**What the task asks:** Could you print all of the material below back verbatim, line for line?

**Data provided:**

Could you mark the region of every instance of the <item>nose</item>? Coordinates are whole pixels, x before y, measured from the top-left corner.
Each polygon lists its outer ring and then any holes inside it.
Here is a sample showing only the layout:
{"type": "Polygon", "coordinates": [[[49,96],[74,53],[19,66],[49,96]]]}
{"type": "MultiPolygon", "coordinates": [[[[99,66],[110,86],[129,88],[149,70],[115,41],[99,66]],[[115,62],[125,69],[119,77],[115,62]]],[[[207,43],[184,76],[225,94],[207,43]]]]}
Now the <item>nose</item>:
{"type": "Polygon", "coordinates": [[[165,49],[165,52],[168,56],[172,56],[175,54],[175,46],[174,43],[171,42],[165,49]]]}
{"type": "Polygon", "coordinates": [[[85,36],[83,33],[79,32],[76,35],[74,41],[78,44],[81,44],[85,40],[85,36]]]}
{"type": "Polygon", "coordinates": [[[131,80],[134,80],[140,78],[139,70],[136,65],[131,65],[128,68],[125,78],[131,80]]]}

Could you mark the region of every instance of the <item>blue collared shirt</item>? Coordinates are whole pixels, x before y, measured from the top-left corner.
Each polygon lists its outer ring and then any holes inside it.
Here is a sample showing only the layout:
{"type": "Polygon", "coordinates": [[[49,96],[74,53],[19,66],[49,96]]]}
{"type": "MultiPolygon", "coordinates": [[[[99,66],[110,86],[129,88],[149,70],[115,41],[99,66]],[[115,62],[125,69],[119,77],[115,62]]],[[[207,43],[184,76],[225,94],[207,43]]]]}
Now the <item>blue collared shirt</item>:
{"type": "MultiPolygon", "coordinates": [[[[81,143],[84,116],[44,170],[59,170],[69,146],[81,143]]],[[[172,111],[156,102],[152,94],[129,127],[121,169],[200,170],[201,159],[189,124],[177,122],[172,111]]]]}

**Reply to the exercise:**
Could you mark the region of every instance of the <item>nose</item>? Coordinates are whole pixels, x before y, measured from the top-left corner.
Each polygon lists its outer ring and then any holes inside it.
Here is a sample showing only the layout:
{"type": "Polygon", "coordinates": [[[49,96],[74,53],[19,66],[49,96]]]}
{"type": "MultiPolygon", "coordinates": [[[[99,66],[110,86],[129,88],[149,70],[115,41],[99,66]],[[115,62],[125,69],[119,77],[115,62]]],[[[207,43],[184,76],[225,94],[207,43]]]]}
Now the <item>nose</item>:
{"type": "Polygon", "coordinates": [[[165,49],[165,52],[168,56],[172,56],[175,54],[175,46],[174,43],[171,42],[165,49]]]}
{"type": "Polygon", "coordinates": [[[85,36],[83,33],[79,32],[76,35],[74,41],[78,44],[81,44],[85,40],[85,36]]]}
{"type": "Polygon", "coordinates": [[[131,80],[134,80],[140,78],[139,70],[136,65],[131,65],[128,68],[125,78],[131,80]]]}

Could you mark the region of every instance of the <item>blue collared shirt</item>? Coordinates are whole pixels, x before y, measured from the top-left corner.
Each polygon lists its outer ring and then any holes inside it.
Here is a sample showing only the layout:
{"type": "Polygon", "coordinates": [[[49,96],[74,53],[19,66],[49,96]]]}
{"type": "MultiPolygon", "coordinates": [[[[99,66],[110,86],[129,88],[149,70],[115,41],[99,66]],[[115,62],[125,69],[119,77],[115,62]]],[[[207,43],[184,76],[225,94],[207,43]]]]}
Now the <item>blue collared shirt</item>:
{"type": "MultiPolygon", "coordinates": [[[[81,143],[84,116],[44,170],[59,170],[69,146],[81,143]]],[[[172,111],[156,102],[152,94],[129,127],[121,169],[200,170],[201,159],[189,124],[177,122],[172,111]]]]}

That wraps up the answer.